Your instructions:
Turn every line of the listing below into a numbered list, dropping any blank lines.

Listed records:
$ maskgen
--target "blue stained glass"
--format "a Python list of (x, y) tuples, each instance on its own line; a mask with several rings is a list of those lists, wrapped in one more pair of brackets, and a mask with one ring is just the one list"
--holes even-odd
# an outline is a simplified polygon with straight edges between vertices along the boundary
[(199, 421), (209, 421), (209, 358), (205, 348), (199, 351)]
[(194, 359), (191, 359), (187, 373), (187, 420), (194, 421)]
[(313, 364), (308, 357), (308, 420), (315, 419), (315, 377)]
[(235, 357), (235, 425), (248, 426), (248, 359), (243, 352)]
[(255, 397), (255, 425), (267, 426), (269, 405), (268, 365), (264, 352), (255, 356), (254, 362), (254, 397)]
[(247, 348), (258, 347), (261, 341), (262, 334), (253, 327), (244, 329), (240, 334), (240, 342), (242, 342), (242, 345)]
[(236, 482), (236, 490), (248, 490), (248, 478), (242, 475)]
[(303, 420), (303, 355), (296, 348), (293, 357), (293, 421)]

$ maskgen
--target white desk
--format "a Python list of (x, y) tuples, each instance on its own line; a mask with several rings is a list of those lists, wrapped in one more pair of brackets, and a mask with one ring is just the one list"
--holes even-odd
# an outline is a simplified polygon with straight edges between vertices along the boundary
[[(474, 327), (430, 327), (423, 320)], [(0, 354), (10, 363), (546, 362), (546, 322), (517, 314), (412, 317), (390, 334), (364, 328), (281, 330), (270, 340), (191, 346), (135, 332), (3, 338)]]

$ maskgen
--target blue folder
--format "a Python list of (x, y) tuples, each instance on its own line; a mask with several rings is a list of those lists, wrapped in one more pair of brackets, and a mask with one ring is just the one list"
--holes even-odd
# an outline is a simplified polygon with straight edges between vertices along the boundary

Written reply:
1. $ maskgen
2. --target "blue stained glass"
3. --format "a Python list of (x, y) tuples, each instance on its own line; a mask with several rings is a list of those lists, wrapped in one more pair of brackets, and a mask with one ring is just the one list"
4. --holes even-odd
5. # an outline is a simplified polygon with straight edges between vertices along the boundary
6. [(199, 421), (209, 421), (209, 358), (205, 348), (199, 351)]
7. [(194, 359), (191, 359), (187, 373), (187, 420), (194, 421)]
8. [(313, 364), (308, 357), (308, 420), (315, 419), (315, 377)]
9. [(235, 357), (235, 425), (248, 426), (248, 359), (243, 352)]
10. [(255, 397), (255, 425), (267, 426), (269, 405), (268, 365), (264, 352), (255, 356), (254, 362), (254, 397)]
11. [(247, 348), (258, 347), (261, 341), (262, 334), (253, 327), (244, 329), (240, 334), (240, 342), (242, 342), (242, 345)]
12. [(236, 482), (236, 490), (248, 490), (248, 478), (242, 475)]
13. [(303, 420), (303, 355), (296, 348), (293, 357), (293, 421)]
14. $ maskgen
15. --target white desk
16. --format "a Python list of (x, y) tuples, each instance on its own line; a mask with several rings is a list of those lists, wrapped in one more pair of brackets, and a mask with one ring is just the one list"
17. --holes even-odd
18. # an outline is a simplified polygon with straight edges between vertices along the boundary
19. [[(474, 327), (430, 327), (423, 320)], [(0, 354), (10, 363), (546, 362), (546, 322), (517, 314), (412, 317), (390, 334), (364, 328), (281, 330), (270, 340), (191, 346), (135, 332), (3, 338)]]
20. $ maskgen
21. --target blue folder
22. --format "a Python list of (x, y) tuples, each instance on its own line; a mask with several rings is a list of those lists, wrapped in one more pair of brackets, and a mask with one ring is just the one list"
23. --holes even-odd
24. # an outline is a simplified polygon with straight edges between vertices along the boundary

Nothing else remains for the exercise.